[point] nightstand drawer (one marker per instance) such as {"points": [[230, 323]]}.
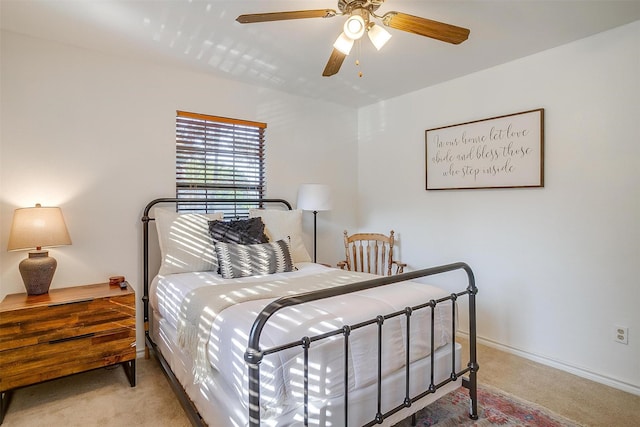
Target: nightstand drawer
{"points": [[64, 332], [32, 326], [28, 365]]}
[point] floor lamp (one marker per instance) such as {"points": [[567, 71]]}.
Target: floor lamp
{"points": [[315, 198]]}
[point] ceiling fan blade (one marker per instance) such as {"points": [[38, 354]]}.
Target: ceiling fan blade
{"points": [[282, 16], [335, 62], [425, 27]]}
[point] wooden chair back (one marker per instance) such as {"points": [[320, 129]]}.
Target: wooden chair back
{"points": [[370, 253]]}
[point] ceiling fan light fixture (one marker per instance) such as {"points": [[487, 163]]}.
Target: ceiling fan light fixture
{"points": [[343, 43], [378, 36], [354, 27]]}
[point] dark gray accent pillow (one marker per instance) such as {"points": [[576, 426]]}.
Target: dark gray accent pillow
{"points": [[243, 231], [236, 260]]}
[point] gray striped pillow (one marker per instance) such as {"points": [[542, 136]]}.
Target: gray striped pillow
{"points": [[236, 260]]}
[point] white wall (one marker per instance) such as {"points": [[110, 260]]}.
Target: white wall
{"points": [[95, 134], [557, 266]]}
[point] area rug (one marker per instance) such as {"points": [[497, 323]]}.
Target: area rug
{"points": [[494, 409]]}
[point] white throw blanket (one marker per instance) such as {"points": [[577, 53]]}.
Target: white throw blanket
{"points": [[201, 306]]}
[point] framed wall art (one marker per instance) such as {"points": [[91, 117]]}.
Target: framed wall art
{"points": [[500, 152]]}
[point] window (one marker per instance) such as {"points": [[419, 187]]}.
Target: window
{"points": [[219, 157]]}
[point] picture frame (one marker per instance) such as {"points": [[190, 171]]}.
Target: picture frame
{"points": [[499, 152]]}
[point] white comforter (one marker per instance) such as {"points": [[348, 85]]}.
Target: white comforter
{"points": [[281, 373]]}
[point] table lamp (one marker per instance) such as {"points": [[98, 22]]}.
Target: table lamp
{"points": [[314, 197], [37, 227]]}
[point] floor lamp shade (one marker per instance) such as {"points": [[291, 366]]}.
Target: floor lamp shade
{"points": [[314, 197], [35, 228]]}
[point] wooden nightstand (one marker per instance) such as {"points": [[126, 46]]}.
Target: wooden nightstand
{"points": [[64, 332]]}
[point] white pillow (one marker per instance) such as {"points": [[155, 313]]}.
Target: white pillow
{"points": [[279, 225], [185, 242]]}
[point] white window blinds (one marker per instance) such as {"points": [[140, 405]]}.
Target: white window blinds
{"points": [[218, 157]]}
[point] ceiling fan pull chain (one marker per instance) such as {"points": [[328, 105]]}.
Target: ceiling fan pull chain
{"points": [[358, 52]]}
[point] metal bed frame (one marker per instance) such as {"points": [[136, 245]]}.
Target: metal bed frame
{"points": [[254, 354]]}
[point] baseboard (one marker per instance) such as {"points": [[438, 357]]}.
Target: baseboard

* SHORT PROBLEM *
Will you restate every entry word for word and omit the images?

* EXERCISE RESULT *
[point] nightstand drawer (one marker per instance) such as {"points": [[230, 323]]}.
Target: nightstand drawer
{"points": [[64, 332], [32, 326], [28, 365]]}
[point] floor lamp (one marker per instance) such as {"points": [[567, 71]]}.
Target: floor lamp
{"points": [[315, 198]]}
[point] ceiling fan blade (one marker per instance) such as {"points": [[38, 354]]}.
Target: ceiling fan blade
{"points": [[282, 16], [335, 62], [425, 27]]}
[point] wooden chair back (one marker per instance) such as {"points": [[320, 129]]}.
Target: wooden chair back
{"points": [[370, 253]]}
[point] ceiling fan light fixture (one marker per instance) such as {"points": [[487, 163]]}.
Target: ceiling fan light fixture
{"points": [[343, 43], [378, 36], [354, 27]]}
[point] dark gray accent pillow (one marker per instance) such as {"points": [[576, 426]]}.
Target: dark gray accent pillow
{"points": [[243, 231], [236, 260]]}
[point] gray striped pillow (one marker per instance) such as {"points": [[542, 136]]}.
Target: gray striped pillow
{"points": [[236, 260]]}
[point] white wall (one marker per instance) such as {"points": [[110, 260]]}.
Target: white wall
{"points": [[95, 134], [557, 266]]}
[point] area rug (one marker per instance) such as {"points": [[497, 323]]}.
Target: area rug
{"points": [[494, 409]]}
[point] white throw blanket (one marker per instance) such as {"points": [[577, 53]]}.
Target: white throw blanket
{"points": [[201, 306]]}
[point] framed wall art (one marker per instance) such as {"points": [[91, 117]]}.
Target: framed wall art
{"points": [[500, 152]]}
[point] window (one marker per instance) such as {"points": [[419, 187]]}.
Target: window
{"points": [[219, 157]]}
[point] picture frame (one marker per instance) such as {"points": [[190, 171]]}.
Target: picture frame
{"points": [[499, 152]]}
[point] white comforter (one marker per instance) such as {"points": [[348, 85]]}.
Target: white comforter
{"points": [[281, 373]]}
[point] table lamp (one marker per instance) such as {"points": [[98, 22]]}.
Target: table lamp
{"points": [[314, 197], [37, 227]]}
[point] floor lamp shade (one marker per instance) such as {"points": [[291, 366]]}.
Target: floor lamp shade
{"points": [[314, 197], [35, 228]]}
[point] wooden nightstand (one marker per instance) such as {"points": [[126, 46]]}.
Target: wooden nightstand
{"points": [[64, 332]]}
[point] white pillow (one marker per instance) such as {"points": [[155, 313]]}.
Target: white pillow
{"points": [[279, 225], [185, 242]]}
[point] white window blinds (one marker per instance) such as {"points": [[140, 405]]}.
Target: white window blinds
{"points": [[218, 157]]}
[point] ceiling fan pull chain (one marker per instance) such as {"points": [[328, 105]]}.
Target: ceiling fan pull chain
{"points": [[358, 52]]}
[point] metal bed frame (one marker per instance) such as {"points": [[136, 245]]}.
Target: metal bed frame
{"points": [[254, 354]]}
[point] baseboard (one marker per instance) such as {"points": [[438, 357]]}.
Target: baseboard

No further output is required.